[Study text Boundary: Start]

The Elephant, Mr. Scrooge: Healing Lessons

After my session with a wounded couple two days ago, my mind seemed to have been visited by images of the “elephant.” The elephant is the largest land animal on earth. And one of the most powerful. Yet i’d been reflecting that it takes only one rope to restrain one big elephant.
 
Here is how it works, as I reflect further.
 
When the elephant was a “child” or young, he is tied to a large tree. For weeks, the young elephant will strain, protest, pull but the rope holds him fast to the tree. So eventually, the elephant gives up. Then, when the elephant reaches his full size and strength, he won’t struggle or choose to get free. Once he feels resistance, he stops.
 
 
 
Why is this so, I thought. 
 
The huge elephant still believes that he is held captive. He still thinks that he does not have the capacity or power to choose and break free.
 
That story is very much like our journey to heal our wounded inner child. When stuck, we are all called to leave childhood and our mother and father, so we can enter and live fully our adulthood.

[Study text Boundary: End]
[Listed entries Boundary: Start]

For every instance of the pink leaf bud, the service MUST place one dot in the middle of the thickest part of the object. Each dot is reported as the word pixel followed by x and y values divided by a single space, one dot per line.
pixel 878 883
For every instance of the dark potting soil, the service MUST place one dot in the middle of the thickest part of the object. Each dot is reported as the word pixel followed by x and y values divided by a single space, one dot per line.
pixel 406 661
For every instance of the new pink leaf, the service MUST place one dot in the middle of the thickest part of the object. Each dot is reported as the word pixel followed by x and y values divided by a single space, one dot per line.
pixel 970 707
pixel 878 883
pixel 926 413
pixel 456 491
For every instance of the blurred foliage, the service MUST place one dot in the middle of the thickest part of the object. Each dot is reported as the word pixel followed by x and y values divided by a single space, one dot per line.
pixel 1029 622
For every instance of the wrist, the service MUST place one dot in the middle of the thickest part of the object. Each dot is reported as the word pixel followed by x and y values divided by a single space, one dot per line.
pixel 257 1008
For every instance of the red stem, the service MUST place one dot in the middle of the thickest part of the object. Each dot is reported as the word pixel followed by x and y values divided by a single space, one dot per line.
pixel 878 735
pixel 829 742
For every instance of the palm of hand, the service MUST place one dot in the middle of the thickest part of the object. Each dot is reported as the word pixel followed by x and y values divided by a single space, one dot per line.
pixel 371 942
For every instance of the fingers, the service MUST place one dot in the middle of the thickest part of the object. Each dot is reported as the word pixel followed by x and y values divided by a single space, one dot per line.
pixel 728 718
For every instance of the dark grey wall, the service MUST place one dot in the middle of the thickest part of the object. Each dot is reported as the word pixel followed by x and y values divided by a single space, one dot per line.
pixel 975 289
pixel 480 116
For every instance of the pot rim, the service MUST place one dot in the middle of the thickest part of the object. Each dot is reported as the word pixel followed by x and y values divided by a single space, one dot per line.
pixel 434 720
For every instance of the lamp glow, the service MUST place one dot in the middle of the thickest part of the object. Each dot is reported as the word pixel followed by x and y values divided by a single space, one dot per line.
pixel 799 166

[Listed entries Boundary: End]

■ Work task
In the text about the elephant and healing, translate this sentence into Spanish: "The elephant is the largest land animal on earth."

■ Task output
El elefante es el animal terrestre más grande de la Tierra.